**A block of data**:
——————

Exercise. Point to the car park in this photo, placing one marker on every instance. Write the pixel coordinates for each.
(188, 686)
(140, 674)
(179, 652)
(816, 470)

——————

**STATED GOAL**: Please format the data above as a numbered list, leaving out any blank lines.

**TASK RESULT**:
1. Exercise. Point to the car park in this photo, placing one marker on every instance. Write the pixel coordinates for each.
2. (188, 686)
3. (140, 674)
4. (179, 652)
5. (816, 470)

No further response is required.